Extract provided:
Our Team.

Meet our team at Women’s Voices Now, where we believe in the power of film to drive positive social change that advances women’s and girls’ rights globally.

Lupita

2020
Monica Wise Robles

Heidi Basch-Harod

Executive Director

Heidi Basch-Harod is the executive director of Women’s Voices Now (WVN), a Los Angeles-based non-profit organization that uses film to drive positive social change to advance girls’ and women’s rights globally. Heidi is responsible for the vision, strategy, and international fundraising efforts that sustain and grow WVN’s programs, locally and globally. Heidi brings her experience in international human rights advocacy from her work with Tibetan Nuns Project; the Tom Lantos Human Rights Commission of the U.S. Congress, and the Palestine-Israel Journal. In 2021, she received a Daytime Emmy as a producer of the “Girls’ Voices Now” series, in collaboration with Here Media.


She is a scholar of the modern history of the Middle East and North Africa, specializing in women’s rights movements of the region. She is a published author, both in print and online.


For over 10 years, Heidi has worked with youth, ages 12-24, teaching empowerment workshops through Women’s Voices Now and the Girls’ Voices Now program. She is a Holocaust educator who works within the Jewish community and is regularly invited to speak at public middle and high schools throughout Los Angeles to teach about antisemitism, other forms of racism and bigotry, and the power of film to make social change.

Contact Heidi: [email protected] 

Soizic Pelladeau

Development Director

Soizic is responsible for leading fundraising efforts, including grant writing, individual donations and corporate sponsors. Soizic also oversees evaluation, monitoring and reporting across programs, and assists with strategic planning.

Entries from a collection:
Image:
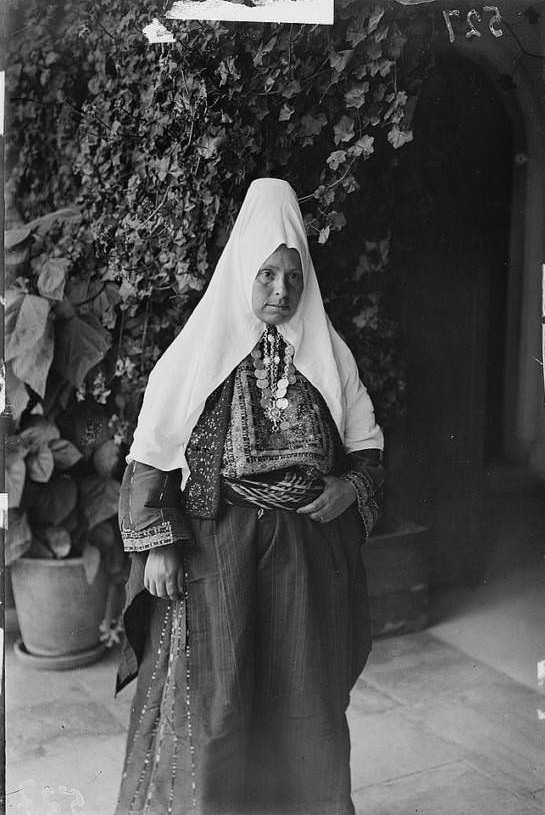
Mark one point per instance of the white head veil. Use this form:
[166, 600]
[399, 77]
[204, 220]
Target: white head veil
[223, 329]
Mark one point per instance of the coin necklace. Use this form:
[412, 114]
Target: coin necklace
[274, 376]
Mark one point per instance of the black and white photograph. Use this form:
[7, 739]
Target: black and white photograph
[273, 407]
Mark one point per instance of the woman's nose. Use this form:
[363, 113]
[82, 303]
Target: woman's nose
[280, 288]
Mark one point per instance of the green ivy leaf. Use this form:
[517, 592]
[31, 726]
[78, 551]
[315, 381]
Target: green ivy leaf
[13, 238]
[106, 458]
[356, 96]
[65, 454]
[340, 59]
[18, 536]
[52, 278]
[313, 125]
[37, 432]
[285, 113]
[33, 366]
[40, 465]
[336, 158]
[26, 320]
[15, 475]
[344, 130]
[50, 503]
[99, 499]
[17, 395]
[81, 344]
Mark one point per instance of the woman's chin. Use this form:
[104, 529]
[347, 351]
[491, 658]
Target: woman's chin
[274, 317]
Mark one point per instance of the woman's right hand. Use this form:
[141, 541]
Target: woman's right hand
[164, 573]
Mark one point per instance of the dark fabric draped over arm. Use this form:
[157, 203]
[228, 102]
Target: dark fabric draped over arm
[150, 508]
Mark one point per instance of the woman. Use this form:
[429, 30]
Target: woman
[252, 482]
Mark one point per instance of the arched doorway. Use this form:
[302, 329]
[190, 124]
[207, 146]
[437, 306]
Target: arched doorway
[451, 251]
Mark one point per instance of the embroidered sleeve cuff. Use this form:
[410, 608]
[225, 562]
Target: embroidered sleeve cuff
[159, 534]
[368, 506]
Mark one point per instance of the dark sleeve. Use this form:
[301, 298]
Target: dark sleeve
[150, 508]
[364, 470]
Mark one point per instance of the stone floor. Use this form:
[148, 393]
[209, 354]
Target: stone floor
[435, 731]
[447, 721]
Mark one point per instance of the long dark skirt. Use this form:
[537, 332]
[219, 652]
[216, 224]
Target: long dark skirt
[243, 686]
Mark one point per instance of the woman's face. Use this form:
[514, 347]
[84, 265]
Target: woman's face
[278, 286]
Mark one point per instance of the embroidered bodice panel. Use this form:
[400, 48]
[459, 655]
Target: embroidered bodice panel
[251, 445]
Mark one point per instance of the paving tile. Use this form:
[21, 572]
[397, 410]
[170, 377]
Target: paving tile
[367, 699]
[52, 727]
[25, 686]
[90, 774]
[430, 670]
[496, 726]
[451, 789]
[387, 745]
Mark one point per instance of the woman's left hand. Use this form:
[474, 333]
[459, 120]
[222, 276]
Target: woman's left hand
[337, 496]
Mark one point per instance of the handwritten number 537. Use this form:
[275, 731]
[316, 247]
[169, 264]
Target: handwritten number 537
[472, 18]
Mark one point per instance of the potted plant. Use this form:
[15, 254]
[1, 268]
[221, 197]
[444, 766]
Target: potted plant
[63, 552]
[63, 546]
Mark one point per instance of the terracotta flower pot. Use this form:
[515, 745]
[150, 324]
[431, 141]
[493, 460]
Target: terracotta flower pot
[59, 613]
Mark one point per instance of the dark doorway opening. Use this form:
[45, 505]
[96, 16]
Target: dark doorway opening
[451, 244]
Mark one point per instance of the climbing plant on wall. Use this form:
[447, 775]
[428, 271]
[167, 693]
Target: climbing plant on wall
[155, 146]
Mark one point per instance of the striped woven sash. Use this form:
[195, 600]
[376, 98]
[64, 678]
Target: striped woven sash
[285, 489]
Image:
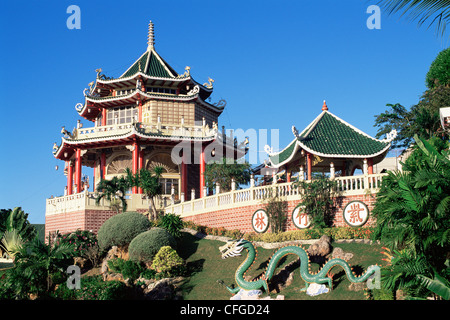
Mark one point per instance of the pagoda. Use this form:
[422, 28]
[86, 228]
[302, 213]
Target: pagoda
[149, 116]
[328, 145]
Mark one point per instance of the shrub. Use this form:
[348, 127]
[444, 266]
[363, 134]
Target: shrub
[82, 240]
[172, 223]
[129, 269]
[166, 259]
[93, 288]
[145, 245]
[120, 229]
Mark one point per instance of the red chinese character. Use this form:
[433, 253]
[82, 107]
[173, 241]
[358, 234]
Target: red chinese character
[259, 221]
[355, 213]
[301, 216]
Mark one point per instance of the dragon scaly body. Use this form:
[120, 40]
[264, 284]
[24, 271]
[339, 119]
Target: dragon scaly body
[234, 248]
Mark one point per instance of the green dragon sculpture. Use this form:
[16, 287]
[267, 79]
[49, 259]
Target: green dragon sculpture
[234, 248]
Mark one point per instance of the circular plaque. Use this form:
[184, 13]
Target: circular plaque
[300, 219]
[356, 213]
[260, 221]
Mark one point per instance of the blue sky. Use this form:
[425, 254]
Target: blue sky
[273, 61]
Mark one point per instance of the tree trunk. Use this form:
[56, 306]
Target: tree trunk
[152, 212]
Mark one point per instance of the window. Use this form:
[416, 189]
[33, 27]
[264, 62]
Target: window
[161, 90]
[123, 92]
[121, 115]
[167, 183]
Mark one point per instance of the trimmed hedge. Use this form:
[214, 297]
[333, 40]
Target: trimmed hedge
[120, 229]
[147, 244]
[304, 234]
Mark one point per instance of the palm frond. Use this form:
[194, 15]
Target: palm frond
[438, 285]
[434, 11]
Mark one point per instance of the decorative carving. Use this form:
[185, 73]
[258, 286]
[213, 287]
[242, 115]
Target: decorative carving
[163, 160]
[390, 136]
[235, 247]
[78, 107]
[186, 73]
[209, 84]
[268, 149]
[119, 164]
[221, 104]
[194, 90]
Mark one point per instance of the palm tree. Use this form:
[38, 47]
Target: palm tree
[114, 191]
[148, 181]
[412, 214]
[433, 11]
[36, 266]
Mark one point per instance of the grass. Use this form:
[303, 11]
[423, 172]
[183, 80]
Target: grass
[203, 257]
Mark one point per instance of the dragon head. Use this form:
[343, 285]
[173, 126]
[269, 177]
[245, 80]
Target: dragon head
[232, 248]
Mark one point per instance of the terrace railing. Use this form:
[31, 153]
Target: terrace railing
[346, 186]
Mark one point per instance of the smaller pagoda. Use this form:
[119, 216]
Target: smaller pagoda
[328, 145]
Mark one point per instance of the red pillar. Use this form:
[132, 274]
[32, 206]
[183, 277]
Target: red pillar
[135, 162]
[309, 165]
[202, 171]
[104, 117]
[141, 164]
[70, 178]
[370, 164]
[102, 165]
[184, 174]
[78, 170]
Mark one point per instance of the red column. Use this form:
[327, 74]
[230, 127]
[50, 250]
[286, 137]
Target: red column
[309, 165]
[184, 174]
[202, 171]
[70, 178]
[78, 170]
[104, 117]
[370, 164]
[102, 165]
[288, 176]
[135, 162]
[141, 164]
[95, 173]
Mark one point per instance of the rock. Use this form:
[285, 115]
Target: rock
[79, 261]
[359, 286]
[340, 254]
[315, 289]
[112, 253]
[247, 295]
[319, 250]
[160, 290]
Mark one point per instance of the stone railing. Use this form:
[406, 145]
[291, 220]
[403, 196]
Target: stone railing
[155, 128]
[87, 201]
[346, 186]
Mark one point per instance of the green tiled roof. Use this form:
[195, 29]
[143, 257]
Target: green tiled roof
[151, 64]
[330, 136]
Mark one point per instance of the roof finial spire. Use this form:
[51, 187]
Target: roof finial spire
[151, 36]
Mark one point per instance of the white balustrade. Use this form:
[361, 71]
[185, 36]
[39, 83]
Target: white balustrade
[86, 200]
[235, 198]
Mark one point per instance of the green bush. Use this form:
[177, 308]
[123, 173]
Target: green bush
[93, 288]
[172, 223]
[120, 229]
[166, 259]
[145, 245]
[83, 240]
[129, 269]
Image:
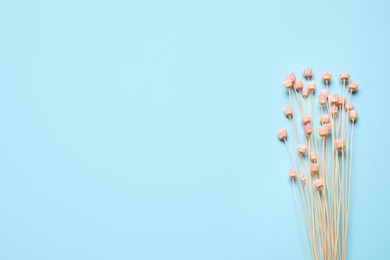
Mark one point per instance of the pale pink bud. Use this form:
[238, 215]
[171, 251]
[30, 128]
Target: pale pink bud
[322, 99]
[302, 178]
[334, 110]
[324, 119]
[313, 157]
[319, 183]
[308, 73]
[353, 115]
[344, 76]
[306, 120]
[323, 131]
[349, 106]
[298, 85]
[305, 92]
[353, 86]
[293, 173]
[302, 149]
[326, 76]
[282, 134]
[311, 85]
[288, 111]
[334, 99]
[314, 168]
[328, 125]
[287, 84]
[291, 77]
[341, 101]
[307, 129]
[340, 144]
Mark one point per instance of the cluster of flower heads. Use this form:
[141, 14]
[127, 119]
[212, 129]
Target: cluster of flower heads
[323, 159]
[334, 104]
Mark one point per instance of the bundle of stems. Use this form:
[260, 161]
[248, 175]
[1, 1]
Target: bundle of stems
[321, 157]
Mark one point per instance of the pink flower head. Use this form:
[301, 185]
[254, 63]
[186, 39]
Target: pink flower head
[287, 84]
[298, 85]
[291, 77]
[282, 134]
[314, 168]
[288, 111]
[313, 157]
[307, 129]
[334, 110]
[292, 173]
[308, 73]
[325, 92]
[319, 183]
[341, 101]
[340, 144]
[322, 99]
[344, 76]
[324, 131]
[334, 99]
[311, 85]
[353, 115]
[306, 120]
[326, 76]
[302, 149]
[324, 119]
[305, 92]
[349, 106]
[353, 86]
[302, 178]
[328, 126]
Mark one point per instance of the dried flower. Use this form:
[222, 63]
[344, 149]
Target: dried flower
[293, 173]
[323, 131]
[314, 168]
[291, 77]
[288, 111]
[344, 76]
[353, 86]
[334, 110]
[326, 76]
[308, 73]
[298, 85]
[353, 115]
[311, 85]
[319, 183]
[349, 106]
[307, 129]
[322, 99]
[334, 99]
[324, 119]
[282, 134]
[313, 157]
[302, 178]
[340, 144]
[287, 84]
[306, 120]
[302, 149]
[341, 101]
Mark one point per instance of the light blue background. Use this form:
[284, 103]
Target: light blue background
[146, 129]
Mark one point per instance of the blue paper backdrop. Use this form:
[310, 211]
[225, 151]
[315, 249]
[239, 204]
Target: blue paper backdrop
[146, 129]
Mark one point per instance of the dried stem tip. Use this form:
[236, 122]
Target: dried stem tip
[344, 76]
[340, 144]
[292, 173]
[353, 115]
[282, 134]
[326, 76]
[319, 183]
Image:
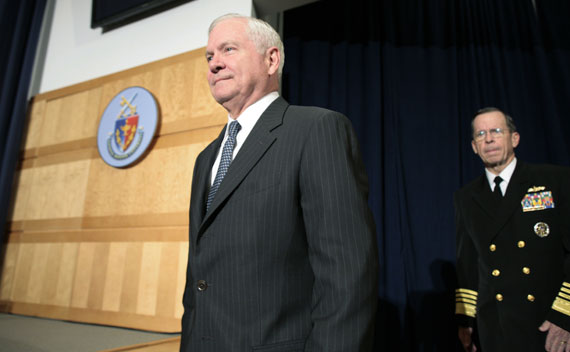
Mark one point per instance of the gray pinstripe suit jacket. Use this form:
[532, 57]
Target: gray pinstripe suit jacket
[286, 257]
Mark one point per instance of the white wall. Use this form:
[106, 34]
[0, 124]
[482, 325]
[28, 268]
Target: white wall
[76, 53]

Given request:
Reproduce the portion of the team page from "Development Director" up to and including "with strategic planning.".

Exercise answer:
Development Director

Soizic is responsible for leading fundraising efforts, including grant writing, individual donations and corporate sponsors. Soizic also oversees evaluation, monitoring and reporting across programs, and assists with strategic planning.